- EXERCISE -
Across all the entries, how many lines hold "query"? Answer with that number and nothing else.

- SUPPLIED RECORDS -

----

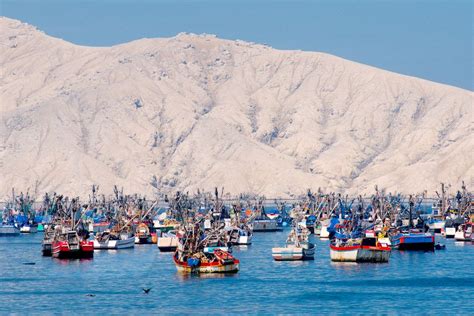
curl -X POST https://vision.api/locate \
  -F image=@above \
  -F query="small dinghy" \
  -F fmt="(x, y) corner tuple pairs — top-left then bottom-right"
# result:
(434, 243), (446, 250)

----

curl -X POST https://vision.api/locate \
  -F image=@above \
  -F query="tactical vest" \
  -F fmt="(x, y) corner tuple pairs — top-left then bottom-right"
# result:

----

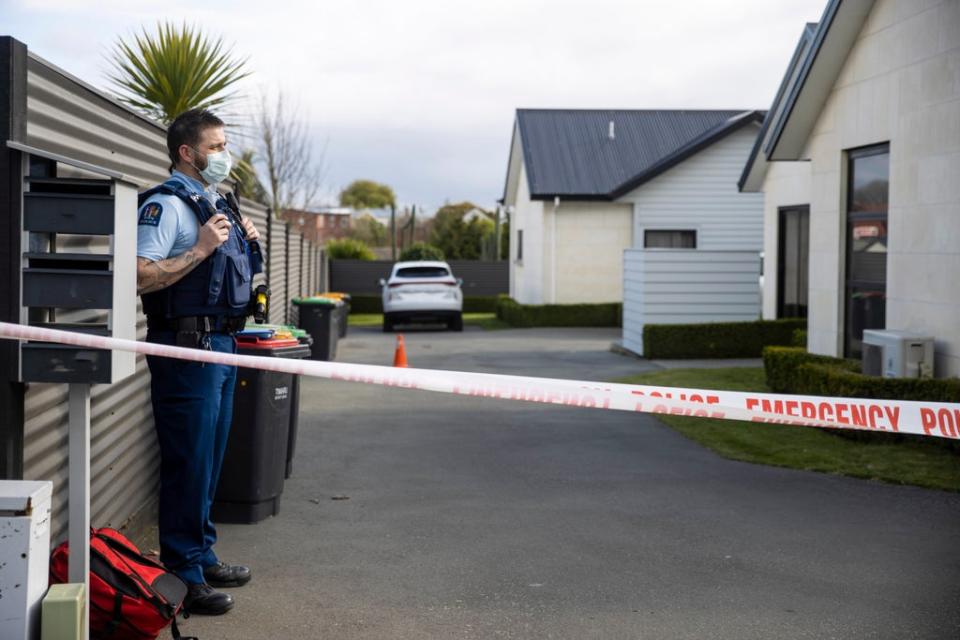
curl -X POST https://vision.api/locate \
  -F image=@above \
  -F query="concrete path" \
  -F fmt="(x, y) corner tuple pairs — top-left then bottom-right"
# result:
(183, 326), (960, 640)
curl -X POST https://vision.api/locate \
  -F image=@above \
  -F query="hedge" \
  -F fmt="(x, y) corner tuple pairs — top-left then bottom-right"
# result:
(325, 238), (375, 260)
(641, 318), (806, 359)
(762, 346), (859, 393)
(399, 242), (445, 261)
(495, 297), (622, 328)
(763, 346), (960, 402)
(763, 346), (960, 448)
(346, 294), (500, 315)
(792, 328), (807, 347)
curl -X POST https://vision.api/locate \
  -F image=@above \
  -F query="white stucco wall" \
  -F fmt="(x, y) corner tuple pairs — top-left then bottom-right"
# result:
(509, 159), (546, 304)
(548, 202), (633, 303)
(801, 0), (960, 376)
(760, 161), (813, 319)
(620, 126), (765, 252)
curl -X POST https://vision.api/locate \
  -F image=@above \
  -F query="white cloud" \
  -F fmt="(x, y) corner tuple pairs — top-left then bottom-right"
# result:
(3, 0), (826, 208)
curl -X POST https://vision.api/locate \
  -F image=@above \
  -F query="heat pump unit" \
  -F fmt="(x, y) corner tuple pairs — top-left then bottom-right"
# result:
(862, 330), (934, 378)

----

- RESPONSE TO THIS TASK -
7